[Source text]:
____
The proposed investments are $6.5 million for the Deuces Rising townhome development and $3.5 million for the housing capital improvement fund, to construct new affordable housing units for residents making 60% of the area median income (AMI). The maximum rent on a one-bedroom apartment would be $831.

Following the ongoing housing crisis, the city has revised its initial allocation strategy for ARPA funding. Greene proposed increasing the housing allocation from the suggested $20 million in November to $34.3 million, and maintaining the previously suggested amount of $11.1 million for health and social equity. The city would reduce the proposed $8 million for infrastructure, $5.6 million for economic recovery and $651,900 for public health and safety to zero.

“We believe that the $34.3 million in resources in affordable housing is a number we can effectively deploy in the time period provided,” said Greene. “To do that, we would be deploying all $45 million in those two areas of impact.”
____
[Work to complete]:
#1 Transcribe the ARPA housing text, beginning at the words "Following the ongoing" and stopping after the words "safety to zero.".
#2 Write the next part of the ARPA housing text, picking up after its final sentence.
____
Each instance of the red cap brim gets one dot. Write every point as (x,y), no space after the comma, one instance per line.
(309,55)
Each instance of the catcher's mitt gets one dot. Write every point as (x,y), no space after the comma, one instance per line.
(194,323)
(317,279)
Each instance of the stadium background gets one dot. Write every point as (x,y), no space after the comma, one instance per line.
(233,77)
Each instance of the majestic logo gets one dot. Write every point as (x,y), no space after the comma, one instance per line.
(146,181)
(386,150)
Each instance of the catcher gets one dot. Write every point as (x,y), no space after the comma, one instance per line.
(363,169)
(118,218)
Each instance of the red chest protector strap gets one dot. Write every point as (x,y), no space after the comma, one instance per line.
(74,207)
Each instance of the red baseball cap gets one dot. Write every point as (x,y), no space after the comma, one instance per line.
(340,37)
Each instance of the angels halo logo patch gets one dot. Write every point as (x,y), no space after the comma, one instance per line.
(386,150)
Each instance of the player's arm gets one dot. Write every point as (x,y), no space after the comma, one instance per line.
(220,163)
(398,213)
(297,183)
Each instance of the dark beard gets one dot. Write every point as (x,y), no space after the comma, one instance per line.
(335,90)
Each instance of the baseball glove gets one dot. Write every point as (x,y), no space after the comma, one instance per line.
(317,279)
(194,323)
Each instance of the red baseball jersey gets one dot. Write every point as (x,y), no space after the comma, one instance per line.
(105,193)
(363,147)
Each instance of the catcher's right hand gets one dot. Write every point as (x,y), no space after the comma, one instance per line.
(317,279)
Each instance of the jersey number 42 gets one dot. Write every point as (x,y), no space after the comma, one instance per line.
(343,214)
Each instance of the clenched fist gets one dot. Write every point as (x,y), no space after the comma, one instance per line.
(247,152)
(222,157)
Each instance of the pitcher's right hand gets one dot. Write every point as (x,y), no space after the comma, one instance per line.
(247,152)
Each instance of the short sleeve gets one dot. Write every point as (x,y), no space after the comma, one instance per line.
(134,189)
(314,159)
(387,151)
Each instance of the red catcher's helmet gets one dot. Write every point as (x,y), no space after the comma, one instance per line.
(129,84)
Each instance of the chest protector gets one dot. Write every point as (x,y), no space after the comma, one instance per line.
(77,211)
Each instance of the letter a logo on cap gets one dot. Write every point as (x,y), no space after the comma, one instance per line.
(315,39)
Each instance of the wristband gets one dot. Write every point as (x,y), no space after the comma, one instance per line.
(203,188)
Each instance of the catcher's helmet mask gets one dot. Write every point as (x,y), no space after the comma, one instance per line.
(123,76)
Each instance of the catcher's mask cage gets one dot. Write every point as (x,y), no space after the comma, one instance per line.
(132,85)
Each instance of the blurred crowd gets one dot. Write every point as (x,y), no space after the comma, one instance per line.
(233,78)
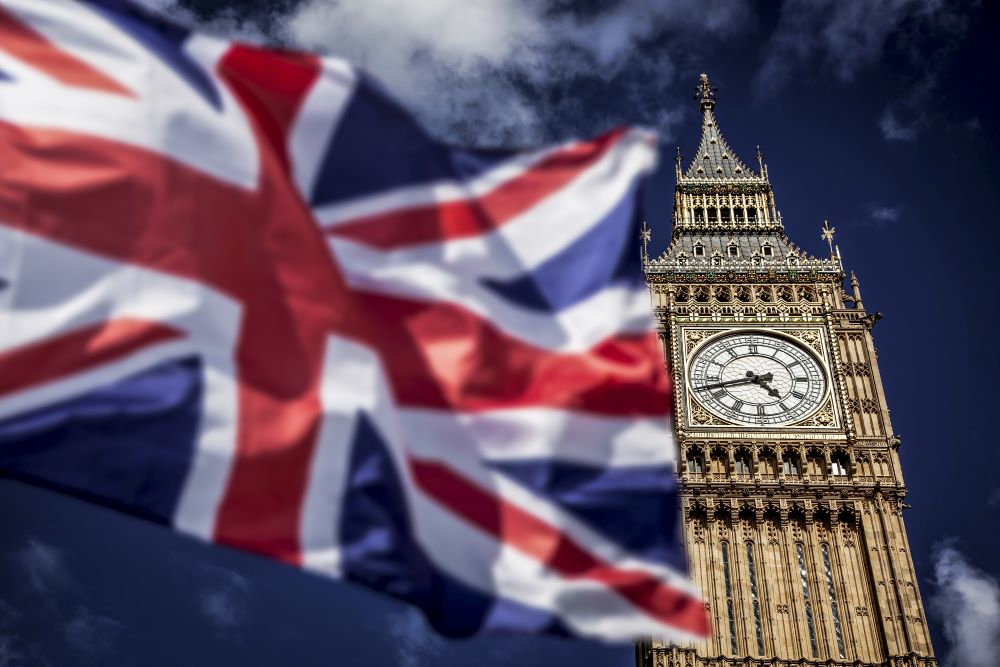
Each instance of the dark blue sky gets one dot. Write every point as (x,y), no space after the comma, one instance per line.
(882,121)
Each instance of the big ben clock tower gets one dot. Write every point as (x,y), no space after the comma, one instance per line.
(791,484)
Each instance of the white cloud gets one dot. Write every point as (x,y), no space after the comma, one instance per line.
(843,38)
(44,566)
(504,72)
(885,213)
(967,601)
(91,633)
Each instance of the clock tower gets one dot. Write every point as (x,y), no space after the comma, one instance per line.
(792,493)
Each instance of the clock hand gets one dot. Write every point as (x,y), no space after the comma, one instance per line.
(771,391)
(762,382)
(750,378)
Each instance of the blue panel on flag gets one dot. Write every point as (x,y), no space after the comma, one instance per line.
(620,503)
(379,551)
(378,146)
(164,39)
(128,444)
(581,269)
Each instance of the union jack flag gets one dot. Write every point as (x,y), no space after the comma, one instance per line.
(243,294)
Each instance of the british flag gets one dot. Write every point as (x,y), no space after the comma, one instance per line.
(243,294)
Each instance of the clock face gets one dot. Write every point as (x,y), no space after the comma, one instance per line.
(757,379)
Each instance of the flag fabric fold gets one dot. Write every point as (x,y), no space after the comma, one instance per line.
(244,294)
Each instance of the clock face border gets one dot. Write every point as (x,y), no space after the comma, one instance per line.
(817,349)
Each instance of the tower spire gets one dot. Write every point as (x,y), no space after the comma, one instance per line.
(714,159)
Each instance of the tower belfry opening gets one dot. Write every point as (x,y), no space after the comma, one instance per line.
(792,492)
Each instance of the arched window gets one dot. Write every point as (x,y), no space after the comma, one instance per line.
(839,464)
(804,579)
(768,463)
(730,607)
(696,464)
(755,600)
(838,633)
(790,464)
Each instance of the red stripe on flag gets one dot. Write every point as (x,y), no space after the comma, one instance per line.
(439,355)
(260,247)
(296,298)
(24,43)
(272,86)
(447,221)
(530,535)
(78,351)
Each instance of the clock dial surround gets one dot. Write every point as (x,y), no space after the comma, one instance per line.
(757,379)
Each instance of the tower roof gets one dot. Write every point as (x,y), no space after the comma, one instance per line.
(714,160)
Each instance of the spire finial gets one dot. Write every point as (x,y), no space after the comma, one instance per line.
(705,93)
(827,235)
(645,234)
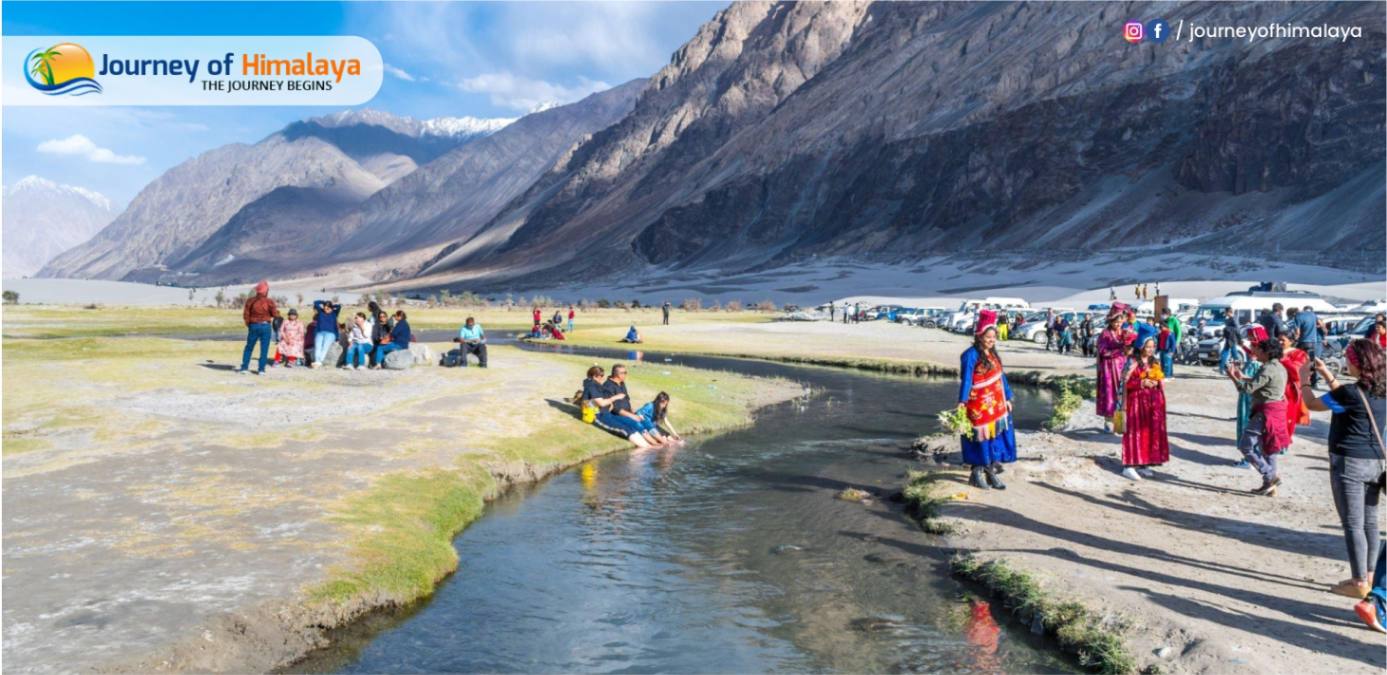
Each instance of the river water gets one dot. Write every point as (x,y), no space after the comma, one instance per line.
(727,555)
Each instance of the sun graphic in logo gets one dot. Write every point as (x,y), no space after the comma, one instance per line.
(63,68)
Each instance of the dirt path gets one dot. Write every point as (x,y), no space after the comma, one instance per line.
(165,513)
(1228,581)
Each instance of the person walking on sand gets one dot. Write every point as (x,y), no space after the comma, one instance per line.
(258,312)
(1355,453)
(1264,438)
(291,340)
(1113,345)
(1144,442)
(985,397)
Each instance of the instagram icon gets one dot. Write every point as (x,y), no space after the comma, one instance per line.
(1133,31)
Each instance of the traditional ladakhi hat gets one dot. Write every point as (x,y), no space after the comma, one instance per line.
(986,319)
(1257,333)
(1144,331)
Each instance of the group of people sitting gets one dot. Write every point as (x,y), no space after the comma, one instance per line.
(606,405)
(365,340)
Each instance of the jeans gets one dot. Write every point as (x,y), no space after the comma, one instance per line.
(1251,446)
(257,333)
(1312,351)
(321,343)
(1354,484)
(386,348)
(617,424)
(357,354)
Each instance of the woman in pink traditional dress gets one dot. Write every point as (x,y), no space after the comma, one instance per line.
(1144,442)
(1113,345)
(291,338)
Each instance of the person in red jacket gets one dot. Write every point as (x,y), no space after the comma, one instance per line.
(258,312)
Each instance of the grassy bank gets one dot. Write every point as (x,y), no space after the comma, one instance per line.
(100,320)
(1095,639)
(402,528)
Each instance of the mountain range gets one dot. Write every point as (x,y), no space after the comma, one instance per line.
____
[Responses]:
#1
Following the ongoing housing crisis, the city has revised its initial allocation strategy for ARPA funding. Greene proposed increasing the housing allocation from the suggested $20 million in November to $34.3 million, and maintaining the previously suggested amount of $11.1 million for health and social equity. The city would reduce the proposed $8 million for infrastructure, $5.6 million for economic recovery and $651,900 for public health and safety to zero.

#2
Assistant City Administrator Rob Gerdes told councilmember the city plans to invest $2.5 million in the Scattered Site Family Shelter. The shelter could accommodate 25 homeless families, and Gerdes said most homeless shelters in the city are currently at capacity. He anticipates bringing a contract to the city council no later than April.

Affordable multi-family housing would receive the largest investment at $20 million. City administrators will issue a notice of funding availability for that project in April. Gerdes said the city would also set aside $3.5 million for rental assistance and $500,000 for administrative expenses.

Gerdes explained the city has depleted its emergency rental assistance (ERA) funds and is now working with the county to use its resources. A memorandum of understanding goes before county commissioners March 8 and the city council two days later.

“So, hopefully, we will approve that memorandum of understanding and start to process county ERA dollars in the City of St. Petersburg,” said Gerdes. “There is also the possibility that if we work through that funding, the (county) treasury could release additional ERA funding that has not been used by other cities.”

Councilmember Richie Floyd thanked the administrators for listening to the council’s opinion on increasing ARPA funding for housing. He said it is disappointing to see funding on other items reduced to zero, “but I think we all understand the situation we’re in today.”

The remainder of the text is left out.